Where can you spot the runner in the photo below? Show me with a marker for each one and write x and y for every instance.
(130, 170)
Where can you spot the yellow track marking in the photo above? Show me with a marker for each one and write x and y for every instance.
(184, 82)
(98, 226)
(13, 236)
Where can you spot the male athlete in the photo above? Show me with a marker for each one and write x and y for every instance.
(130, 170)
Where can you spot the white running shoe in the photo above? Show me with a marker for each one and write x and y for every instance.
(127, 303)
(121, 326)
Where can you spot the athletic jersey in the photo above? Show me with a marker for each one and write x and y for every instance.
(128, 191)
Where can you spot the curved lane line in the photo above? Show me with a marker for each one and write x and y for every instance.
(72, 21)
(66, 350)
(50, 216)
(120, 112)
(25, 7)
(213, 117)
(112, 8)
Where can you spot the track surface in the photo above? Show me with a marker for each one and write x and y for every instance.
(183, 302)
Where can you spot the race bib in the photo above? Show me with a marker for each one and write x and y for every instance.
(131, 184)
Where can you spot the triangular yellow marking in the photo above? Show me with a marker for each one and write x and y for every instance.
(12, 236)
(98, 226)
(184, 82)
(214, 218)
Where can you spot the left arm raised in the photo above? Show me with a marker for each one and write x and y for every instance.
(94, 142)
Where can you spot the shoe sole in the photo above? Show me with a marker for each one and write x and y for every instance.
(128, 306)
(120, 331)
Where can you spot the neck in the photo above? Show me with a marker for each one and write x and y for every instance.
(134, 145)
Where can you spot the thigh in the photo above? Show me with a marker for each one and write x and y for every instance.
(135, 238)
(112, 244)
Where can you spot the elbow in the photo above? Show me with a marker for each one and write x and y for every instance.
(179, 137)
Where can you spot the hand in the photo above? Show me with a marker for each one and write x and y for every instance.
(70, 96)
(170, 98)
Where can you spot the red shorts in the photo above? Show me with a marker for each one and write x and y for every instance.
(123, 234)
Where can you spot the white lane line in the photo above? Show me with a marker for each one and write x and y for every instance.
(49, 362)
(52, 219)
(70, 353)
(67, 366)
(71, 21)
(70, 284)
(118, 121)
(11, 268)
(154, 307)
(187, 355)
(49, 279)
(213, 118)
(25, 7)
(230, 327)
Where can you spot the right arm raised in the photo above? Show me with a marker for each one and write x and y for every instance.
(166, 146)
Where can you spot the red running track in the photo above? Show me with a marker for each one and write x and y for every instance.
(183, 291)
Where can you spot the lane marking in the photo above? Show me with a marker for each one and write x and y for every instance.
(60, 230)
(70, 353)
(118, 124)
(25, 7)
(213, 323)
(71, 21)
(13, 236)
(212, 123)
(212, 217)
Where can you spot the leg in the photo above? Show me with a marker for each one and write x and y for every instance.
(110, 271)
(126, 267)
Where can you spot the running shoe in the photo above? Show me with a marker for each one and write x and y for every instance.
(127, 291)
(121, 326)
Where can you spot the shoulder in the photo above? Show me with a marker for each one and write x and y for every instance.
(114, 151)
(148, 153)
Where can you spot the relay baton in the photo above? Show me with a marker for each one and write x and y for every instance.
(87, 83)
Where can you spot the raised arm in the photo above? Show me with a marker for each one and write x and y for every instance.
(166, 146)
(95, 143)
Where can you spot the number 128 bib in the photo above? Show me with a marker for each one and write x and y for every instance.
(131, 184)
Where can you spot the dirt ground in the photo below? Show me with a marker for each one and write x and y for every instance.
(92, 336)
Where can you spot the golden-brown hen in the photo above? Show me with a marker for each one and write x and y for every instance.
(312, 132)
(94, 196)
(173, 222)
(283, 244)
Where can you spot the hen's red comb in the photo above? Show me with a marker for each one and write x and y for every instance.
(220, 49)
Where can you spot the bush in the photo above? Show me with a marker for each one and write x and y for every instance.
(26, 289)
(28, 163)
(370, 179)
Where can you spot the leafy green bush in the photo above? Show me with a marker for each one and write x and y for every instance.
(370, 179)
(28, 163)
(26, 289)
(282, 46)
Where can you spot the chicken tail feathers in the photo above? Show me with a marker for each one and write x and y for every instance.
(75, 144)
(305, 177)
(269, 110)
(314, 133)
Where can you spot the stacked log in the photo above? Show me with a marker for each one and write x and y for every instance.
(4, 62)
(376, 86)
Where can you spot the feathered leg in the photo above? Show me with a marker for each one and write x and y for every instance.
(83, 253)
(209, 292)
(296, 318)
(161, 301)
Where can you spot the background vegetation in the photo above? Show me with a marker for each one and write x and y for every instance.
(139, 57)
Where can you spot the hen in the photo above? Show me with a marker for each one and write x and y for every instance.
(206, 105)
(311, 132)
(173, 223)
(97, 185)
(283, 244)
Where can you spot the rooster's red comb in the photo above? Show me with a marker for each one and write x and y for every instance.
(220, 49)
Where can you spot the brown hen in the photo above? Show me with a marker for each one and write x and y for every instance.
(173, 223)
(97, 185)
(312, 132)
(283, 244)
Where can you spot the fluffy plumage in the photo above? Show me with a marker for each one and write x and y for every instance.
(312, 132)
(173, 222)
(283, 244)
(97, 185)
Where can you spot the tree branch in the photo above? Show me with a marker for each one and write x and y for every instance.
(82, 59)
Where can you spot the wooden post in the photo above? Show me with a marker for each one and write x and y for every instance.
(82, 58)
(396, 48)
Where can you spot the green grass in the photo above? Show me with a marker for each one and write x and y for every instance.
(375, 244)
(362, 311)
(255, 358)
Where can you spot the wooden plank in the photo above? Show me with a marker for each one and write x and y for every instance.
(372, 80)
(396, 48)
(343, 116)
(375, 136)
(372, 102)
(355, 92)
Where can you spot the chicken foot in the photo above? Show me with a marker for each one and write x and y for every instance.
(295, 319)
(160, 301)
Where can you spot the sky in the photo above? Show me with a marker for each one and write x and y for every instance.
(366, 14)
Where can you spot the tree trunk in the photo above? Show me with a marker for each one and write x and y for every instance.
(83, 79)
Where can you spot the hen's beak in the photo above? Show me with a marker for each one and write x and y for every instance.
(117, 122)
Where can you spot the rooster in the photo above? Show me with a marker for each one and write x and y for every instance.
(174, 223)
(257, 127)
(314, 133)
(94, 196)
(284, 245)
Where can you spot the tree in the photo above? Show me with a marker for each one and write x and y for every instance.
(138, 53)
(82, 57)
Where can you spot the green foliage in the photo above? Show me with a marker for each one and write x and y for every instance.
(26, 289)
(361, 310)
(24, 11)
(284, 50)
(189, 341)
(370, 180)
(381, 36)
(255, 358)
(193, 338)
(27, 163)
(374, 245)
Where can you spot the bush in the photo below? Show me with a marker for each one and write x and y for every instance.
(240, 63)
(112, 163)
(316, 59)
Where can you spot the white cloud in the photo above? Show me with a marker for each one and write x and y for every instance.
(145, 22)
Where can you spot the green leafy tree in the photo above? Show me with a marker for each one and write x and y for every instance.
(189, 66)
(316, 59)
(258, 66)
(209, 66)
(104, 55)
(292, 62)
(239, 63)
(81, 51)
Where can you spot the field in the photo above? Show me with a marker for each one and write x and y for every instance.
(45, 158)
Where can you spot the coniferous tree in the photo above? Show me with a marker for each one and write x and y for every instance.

• WORK TO BE COMPLETED
Please set down the whole listing above without altering a single line.

• COMPLETE OUTPUT
Where can you spot the runner in the photo below? Show me with a marker for each one and write x and y for every instance.
(130, 170)
Where can you spot the yellow track marking in the photo above? Show me with a marker for each one and write x and y for every instance.
(184, 82)
(98, 226)
(13, 236)
Where can you spot the male athlete in the photo above? Show me with a marker for each one and write x and y for every instance.
(130, 170)
Where can you spot the white running shoe in the photo above? Show me with a marker for each one and write x and y for every instance.
(127, 303)
(121, 326)
Where can you spot the athletic jersey in the photo above? Show me with a marker for each one and write x and y for every instance.
(128, 191)
Where can you spot the curved lane line in the photo above? Show me with a marker for each one and write x and y for every instance.
(72, 21)
(66, 350)
(50, 216)
(120, 112)
(25, 7)
(213, 117)
(112, 8)
Where can you spot the track surface in the photo above? Show me with a marker for each one and write x and y for every instance.
(183, 302)
Where can you spot the race bib in the photo above? Show me with a marker for each one and write x and y for every instance.
(131, 184)
Where can you spot the triangular yellow marking in the photo above? Show me with a marker for each one and write x and y for every instance.
(12, 236)
(98, 226)
(184, 82)
(214, 218)
Where can you spot the left arm raised in the photo above? Show me with a marker for each one and write x and y for every instance.
(94, 142)
Where can you spot the shoe sole in the photo above? Show me with a marker for each one and write x and y for every instance.
(128, 306)
(120, 331)
Where can you spot the neck in the photo above? Show me with a marker for each one and write x and y for every instance.
(134, 145)
Where can you spot the thigh in the photo above? Show me with a marker for each one and write x and y for every instance.
(135, 238)
(112, 244)
Where can you spot the elbow in the photo above? Show me with a marker for each one and write x and y for every instance.
(179, 137)
Where can you spot the hand in the photo above? Show me with a marker for each one and write x and y for every instance.
(70, 96)
(170, 98)
Where can you spot the red shorts in the photo above? Show me with a marker for each one and write x and y for every instance.
(123, 234)
Where can you spot the white lane line in the photo above? Show me with a marker for each one and write x and y for every instance.
(49, 362)
(52, 219)
(70, 353)
(67, 366)
(71, 21)
(70, 284)
(118, 121)
(11, 268)
(154, 307)
(187, 355)
(49, 279)
(213, 118)
(25, 7)
(230, 327)
Where can you spot the right arm raised in the photo above? Show me with a marker for each one and write x and y for every instance.
(166, 146)
Where can you spot the red running track in the photo above? Show me with a marker for each one and write x and y for every instance.
(183, 291)
Where can you spot the lane marking in the photo above? Show me with a marker for each one and write x and y for every instance.
(60, 230)
(70, 353)
(118, 124)
(25, 7)
(213, 323)
(71, 21)
(13, 236)
(212, 123)
(212, 217)
Where can you spot the leg in the photo above? Show me with a marker for each one and write x and y for every instance.
(110, 271)
(126, 267)
Where can you spot the running shoe in the photo above? Show me with a marker for each one and write x and y for every instance.
(127, 291)
(121, 326)
Where can you spot the shoulder in the photo above? Show me with a marker for each one and write x and y for every instance.
(114, 151)
(148, 153)
Where can you spot the relay baton in the photo above? Show me with a marker for each one and write x and y for every instance.
(87, 83)
Where can you spot the raised arm in the photo above? Show me with a marker for each one and write x and y for every instance.
(166, 146)
(95, 143)
Where can you spot the number 128 bib in the photo above? Show me with a marker for each one and write x and y for every instance.
(131, 184)
Where can you spot the dirt ground in the photo below? Show me with a marker for each one and write x and y for every instance.
(92, 336)
Where can you spot the golden-brown hen in the photo above? Show me with a marker for each one and write x and y for every instance.
(312, 132)
(94, 196)
(173, 222)
(283, 244)
Where can you spot the hen's red comb in the photo above? Show me with a marker for each one and write x and y for every instance.
(220, 49)
Where can you spot the bush in the photo above? Show me with a marker for each one and write x and y for every instance.
(26, 289)
(28, 163)
(370, 179)
Where can you spot the leafy green bush in the photo above? Show me with a marker for each one and write x and y for every instance.
(370, 179)
(28, 163)
(26, 289)
(282, 46)
Where can you spot the chicken tail feathers in the photo above? Show me with a marker for each one and write x and y for every instance.
(75, 144)
(305, 177)
(269, 110)
(314, 133)
Where can you spot the stacked log in the photo above? Show me with a marker for each one and write x and y for every instance.
(4, 62)
(376, 86)
Where can you spot the feathered leg in the photo above? Show me with a marker for each one and write x and y for every instance.
(83, 253)
(209, 292)
(296, 318)
(161, 301)
Where can you spot the background vegetation in the photo above? Show me with a marker for each one and write x and y for every instance.
(139, 57)
Where can you spot the hen in the photo above? Show me with a marker for each one and write x and y for every instance.
(206, 105)
(311, 132)
(173, 223)
(97, 185)
(283, 244)
Where can you spot the rooster's red comb in the photo above? Show me with a marker for each one and write x and y for every instance.
(220, 49)
Where can you spot the brown hen in the photo above? Show me with a marker for each one and write x and y for every instance.
(173, 223)
(97, 185)
(312, 132)
(283, 244)
Where can you spot the fluffy plumage in the photo above? Show me with a marker for each one and write x and y for every instance.
(312, 132)
(173, 222)
(283, 244)
(97, 185)
Where can you spot the tree branch in the photo above? Show me with a marker for each one and write x and y for every instance.
(82, 59)
Where can you spot the wooden post in the photo above? Show me with a marker for each one and write x and y for every instance.
(82, 58)
(396, 48)
Where can you spot the green grass in the photo above? Show me with a marker for each one and write x and y for every instance.
(375, 244)
(362, 311)
(255, 358)
Where can you spot the wooden plank in the photo above? Show me with a marker for each one and write x and y for every instance.
(372, 80)
(396, 48)
(343, 116)
(375, 136)
(372, 102)
(355, 92)
Where can you spot the chicken foot in the photo above? Show me with a marker for each one and write x and y for every instance.
(295, 319)
(160, 301)
Where can you spot the sky in the photo above? Show me with a marker for each one and write x and y for every instance.
(366, 14)
Where can you spot the tree trunk in the photo above? Show me with a marker for each one and write x and y for every instance.
(83, 79)
Where can you spot the hen's beak in the photo above? Show me with a marker for each one and write x and y for every instance.
(117, 122)
Where can you spot the rooster in the photo above? Show me with a marker for each one and write x and y for every instance.
(174, 223)
(257, 127)
(314, 133)
(94, 196)
(284, 245)
Where can you spot the tree in the photo above? Show me with a marker for each one and write x and y for every instance.
(138, 53)
(82, 57)
Where can you spot the green foliage in the photo above? Show me with a marker for each one and write x and y for every instance.
(26, 289)
(361, 310)
(24, 11)
(284, 50)
(189, 341)
(370, 180)
(381, 36)
(255, 358)
(193, 338)
(27, 163)
(374, 245)
Where can you spot the bush in the photo below? Show me with a marker for each one and write x and y for every instance.
(240, 63)
(112, 163)
(316, 59)
Where can you spot the white cloud in the photo above? Show me with a marker for each one and write x and y for every instance.
(145, 22)
Where can you spot the green leafy tree in the photo above? Show me with a marker for each one and write x and y for every instance.
(189, 66)
(316, 59)
(258, 66)
(209, 66)
(104, 55)
(292, 62)
(239, 63)
(81, 51)
Where can you spot the field in the photo above? Show me with a marker for each one and write x and y for every instance.
(45, 158)
Where can you spot the coniferous tree in the photo above? Show me with a marker for each one and write x and y for every instance.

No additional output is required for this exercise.